** WORK REQUIRED **
Tally the lines in the material below that contain the string "reflection", treating uppercase and lowercase as different. Reply with the number alone.

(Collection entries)
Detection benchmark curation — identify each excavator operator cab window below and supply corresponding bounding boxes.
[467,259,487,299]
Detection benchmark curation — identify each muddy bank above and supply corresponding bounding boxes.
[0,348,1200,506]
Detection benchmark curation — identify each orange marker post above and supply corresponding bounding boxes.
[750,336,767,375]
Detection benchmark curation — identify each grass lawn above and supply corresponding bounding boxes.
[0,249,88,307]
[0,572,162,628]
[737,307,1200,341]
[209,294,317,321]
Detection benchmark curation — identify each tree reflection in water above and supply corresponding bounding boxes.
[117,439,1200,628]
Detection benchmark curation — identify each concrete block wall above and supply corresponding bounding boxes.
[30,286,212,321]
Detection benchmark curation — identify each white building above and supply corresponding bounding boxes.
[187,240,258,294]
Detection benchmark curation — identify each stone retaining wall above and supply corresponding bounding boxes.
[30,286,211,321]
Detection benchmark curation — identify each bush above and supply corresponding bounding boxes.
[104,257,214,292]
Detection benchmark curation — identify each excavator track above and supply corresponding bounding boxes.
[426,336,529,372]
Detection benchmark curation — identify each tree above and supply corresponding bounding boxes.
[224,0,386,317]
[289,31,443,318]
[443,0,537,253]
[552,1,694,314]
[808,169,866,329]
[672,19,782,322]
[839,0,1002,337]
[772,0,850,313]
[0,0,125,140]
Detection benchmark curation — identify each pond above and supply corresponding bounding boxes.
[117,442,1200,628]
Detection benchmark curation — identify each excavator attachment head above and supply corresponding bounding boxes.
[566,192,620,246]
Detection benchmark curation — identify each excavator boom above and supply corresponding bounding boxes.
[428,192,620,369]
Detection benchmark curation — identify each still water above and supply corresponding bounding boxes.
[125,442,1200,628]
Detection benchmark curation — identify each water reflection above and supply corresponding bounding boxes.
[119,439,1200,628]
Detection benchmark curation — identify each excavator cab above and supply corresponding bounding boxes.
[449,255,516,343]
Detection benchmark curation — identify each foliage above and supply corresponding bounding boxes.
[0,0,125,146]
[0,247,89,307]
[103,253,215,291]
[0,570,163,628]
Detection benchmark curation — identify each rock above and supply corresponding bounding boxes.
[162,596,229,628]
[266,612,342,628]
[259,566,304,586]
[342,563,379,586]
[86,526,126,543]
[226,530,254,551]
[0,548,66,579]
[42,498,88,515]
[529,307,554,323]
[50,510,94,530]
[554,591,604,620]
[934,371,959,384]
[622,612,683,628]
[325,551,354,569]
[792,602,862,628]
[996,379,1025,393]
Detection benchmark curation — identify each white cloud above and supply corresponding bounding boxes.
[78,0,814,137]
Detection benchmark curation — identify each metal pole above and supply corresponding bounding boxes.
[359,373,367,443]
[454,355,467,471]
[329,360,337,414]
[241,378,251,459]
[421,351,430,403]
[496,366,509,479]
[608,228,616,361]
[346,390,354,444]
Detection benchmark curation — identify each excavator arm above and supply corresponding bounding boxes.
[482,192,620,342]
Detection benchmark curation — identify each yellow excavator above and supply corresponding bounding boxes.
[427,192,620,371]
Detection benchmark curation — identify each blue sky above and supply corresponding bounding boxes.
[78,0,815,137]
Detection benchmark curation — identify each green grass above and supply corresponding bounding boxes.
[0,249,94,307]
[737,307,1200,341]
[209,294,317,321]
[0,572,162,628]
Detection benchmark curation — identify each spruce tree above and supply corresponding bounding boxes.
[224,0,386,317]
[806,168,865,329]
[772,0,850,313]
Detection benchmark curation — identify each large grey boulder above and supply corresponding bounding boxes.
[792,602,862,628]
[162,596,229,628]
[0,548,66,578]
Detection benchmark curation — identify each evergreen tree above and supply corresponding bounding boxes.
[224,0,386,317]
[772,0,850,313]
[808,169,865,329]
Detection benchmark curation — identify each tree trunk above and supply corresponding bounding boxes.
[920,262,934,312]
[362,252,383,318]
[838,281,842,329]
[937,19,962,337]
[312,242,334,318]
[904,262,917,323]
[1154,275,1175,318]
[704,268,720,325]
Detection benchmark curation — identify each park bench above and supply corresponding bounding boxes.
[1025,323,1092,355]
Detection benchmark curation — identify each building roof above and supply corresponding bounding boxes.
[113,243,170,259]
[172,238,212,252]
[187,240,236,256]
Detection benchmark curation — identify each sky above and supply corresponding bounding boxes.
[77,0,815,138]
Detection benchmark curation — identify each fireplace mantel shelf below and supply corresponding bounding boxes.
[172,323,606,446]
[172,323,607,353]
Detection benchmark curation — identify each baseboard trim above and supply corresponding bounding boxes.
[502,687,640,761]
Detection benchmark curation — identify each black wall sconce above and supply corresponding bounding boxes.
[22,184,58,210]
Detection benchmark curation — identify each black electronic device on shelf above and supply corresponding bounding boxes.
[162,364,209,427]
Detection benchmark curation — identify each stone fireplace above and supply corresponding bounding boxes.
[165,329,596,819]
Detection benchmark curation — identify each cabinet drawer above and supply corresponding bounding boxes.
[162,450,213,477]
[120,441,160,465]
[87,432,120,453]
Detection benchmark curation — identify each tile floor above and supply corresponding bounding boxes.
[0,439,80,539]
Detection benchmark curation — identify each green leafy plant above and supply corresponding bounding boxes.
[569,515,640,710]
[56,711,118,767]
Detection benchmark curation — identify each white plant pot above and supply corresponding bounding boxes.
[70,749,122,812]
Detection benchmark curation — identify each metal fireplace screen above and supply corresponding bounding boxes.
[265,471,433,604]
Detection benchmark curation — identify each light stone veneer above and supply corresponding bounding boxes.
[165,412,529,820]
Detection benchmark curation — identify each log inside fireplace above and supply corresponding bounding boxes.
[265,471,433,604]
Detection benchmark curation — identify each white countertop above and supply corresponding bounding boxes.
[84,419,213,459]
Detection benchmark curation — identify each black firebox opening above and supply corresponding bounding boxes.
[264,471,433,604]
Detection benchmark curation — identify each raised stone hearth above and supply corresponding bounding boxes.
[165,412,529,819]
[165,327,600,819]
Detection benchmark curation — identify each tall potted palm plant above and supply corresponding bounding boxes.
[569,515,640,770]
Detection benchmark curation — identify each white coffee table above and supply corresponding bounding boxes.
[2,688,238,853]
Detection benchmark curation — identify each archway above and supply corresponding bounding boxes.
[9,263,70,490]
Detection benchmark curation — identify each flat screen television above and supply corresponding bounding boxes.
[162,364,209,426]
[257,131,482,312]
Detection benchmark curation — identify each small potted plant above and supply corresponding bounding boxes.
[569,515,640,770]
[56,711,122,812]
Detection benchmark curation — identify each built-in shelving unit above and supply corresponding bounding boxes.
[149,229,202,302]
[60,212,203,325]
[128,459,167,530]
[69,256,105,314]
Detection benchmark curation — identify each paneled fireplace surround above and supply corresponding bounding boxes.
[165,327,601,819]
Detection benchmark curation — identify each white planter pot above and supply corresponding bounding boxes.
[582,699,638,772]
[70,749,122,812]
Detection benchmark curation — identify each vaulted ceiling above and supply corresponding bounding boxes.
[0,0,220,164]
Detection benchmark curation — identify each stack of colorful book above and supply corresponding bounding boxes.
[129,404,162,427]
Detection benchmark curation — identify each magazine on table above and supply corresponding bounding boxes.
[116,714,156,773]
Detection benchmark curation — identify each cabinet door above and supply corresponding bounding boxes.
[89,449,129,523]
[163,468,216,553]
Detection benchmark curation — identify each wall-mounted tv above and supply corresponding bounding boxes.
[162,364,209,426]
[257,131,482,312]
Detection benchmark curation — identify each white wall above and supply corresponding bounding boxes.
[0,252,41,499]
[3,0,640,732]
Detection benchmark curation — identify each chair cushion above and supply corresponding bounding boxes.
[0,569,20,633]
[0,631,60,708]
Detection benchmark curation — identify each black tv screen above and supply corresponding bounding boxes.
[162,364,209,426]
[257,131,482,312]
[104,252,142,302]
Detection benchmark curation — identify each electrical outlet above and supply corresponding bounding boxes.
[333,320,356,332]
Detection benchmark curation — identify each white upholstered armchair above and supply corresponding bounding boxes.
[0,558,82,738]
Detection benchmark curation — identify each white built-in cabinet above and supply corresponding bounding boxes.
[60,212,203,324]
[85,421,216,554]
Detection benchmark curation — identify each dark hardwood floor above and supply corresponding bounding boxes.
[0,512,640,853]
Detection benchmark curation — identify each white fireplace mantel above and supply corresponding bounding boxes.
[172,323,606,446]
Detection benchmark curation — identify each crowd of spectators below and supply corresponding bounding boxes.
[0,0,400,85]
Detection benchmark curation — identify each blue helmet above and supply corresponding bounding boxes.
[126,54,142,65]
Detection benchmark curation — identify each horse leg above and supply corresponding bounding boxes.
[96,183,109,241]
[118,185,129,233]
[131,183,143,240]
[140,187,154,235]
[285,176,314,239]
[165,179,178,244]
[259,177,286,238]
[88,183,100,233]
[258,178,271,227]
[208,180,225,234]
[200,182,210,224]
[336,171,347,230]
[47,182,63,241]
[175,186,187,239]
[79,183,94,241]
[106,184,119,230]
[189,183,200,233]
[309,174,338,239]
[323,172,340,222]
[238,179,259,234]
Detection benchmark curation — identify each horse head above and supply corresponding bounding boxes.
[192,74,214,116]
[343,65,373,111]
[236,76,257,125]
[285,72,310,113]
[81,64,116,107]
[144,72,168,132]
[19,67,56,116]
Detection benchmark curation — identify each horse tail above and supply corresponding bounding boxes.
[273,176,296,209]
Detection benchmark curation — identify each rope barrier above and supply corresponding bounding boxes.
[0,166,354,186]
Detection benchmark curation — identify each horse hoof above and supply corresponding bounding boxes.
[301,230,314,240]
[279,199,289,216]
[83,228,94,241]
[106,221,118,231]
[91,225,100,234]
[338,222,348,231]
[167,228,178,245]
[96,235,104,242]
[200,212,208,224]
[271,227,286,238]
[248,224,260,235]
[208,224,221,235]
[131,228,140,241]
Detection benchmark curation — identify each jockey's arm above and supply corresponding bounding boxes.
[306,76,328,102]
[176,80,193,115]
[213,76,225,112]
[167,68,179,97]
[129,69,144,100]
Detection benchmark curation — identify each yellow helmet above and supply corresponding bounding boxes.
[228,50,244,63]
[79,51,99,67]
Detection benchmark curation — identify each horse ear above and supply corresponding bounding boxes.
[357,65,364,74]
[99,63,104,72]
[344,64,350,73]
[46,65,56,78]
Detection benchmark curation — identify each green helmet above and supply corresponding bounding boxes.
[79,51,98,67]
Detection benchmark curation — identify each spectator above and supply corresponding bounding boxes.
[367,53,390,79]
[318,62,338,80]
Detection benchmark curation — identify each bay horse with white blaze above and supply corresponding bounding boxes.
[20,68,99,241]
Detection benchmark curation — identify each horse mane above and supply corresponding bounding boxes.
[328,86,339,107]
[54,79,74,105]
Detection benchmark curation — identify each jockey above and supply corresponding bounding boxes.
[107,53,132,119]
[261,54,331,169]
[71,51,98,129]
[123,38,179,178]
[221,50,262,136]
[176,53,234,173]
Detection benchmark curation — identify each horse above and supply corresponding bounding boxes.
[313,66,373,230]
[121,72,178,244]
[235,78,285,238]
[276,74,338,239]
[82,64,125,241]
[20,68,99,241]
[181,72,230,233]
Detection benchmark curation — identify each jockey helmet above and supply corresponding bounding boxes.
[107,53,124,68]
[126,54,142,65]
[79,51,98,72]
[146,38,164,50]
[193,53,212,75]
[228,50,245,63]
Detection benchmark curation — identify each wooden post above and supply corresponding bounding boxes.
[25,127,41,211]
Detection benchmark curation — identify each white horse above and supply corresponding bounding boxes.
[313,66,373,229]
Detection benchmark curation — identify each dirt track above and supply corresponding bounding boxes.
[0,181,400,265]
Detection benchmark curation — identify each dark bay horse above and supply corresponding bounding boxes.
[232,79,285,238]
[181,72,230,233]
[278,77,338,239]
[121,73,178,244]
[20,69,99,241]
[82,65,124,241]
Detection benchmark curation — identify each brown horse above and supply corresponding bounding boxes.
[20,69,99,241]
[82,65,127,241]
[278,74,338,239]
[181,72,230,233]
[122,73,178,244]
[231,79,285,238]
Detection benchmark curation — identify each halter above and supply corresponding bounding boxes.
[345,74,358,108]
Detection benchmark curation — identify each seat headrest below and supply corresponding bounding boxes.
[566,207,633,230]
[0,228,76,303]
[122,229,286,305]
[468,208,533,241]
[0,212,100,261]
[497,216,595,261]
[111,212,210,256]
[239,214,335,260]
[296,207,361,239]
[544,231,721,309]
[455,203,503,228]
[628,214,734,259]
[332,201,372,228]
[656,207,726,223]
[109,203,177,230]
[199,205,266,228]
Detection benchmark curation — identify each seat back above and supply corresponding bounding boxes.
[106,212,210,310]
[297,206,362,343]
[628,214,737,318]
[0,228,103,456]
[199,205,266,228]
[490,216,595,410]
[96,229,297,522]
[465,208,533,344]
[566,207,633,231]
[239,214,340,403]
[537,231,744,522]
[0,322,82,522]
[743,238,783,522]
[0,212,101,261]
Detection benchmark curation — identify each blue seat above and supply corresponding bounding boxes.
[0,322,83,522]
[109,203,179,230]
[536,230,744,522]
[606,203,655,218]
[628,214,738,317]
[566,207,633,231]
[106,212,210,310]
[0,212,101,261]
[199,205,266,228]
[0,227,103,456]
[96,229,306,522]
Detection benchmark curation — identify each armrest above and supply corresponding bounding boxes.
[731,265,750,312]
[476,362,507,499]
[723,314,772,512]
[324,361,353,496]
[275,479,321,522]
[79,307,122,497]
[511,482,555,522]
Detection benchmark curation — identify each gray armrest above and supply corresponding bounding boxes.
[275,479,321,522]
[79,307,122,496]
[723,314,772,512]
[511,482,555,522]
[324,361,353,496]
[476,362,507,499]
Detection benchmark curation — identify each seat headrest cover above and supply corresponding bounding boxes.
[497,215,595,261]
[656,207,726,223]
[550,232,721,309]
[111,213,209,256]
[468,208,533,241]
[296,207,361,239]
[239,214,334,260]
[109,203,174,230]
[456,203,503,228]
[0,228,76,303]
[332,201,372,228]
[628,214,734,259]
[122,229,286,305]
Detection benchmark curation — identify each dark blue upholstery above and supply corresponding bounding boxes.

** SOLUTION TO THIS PROBLEM **
2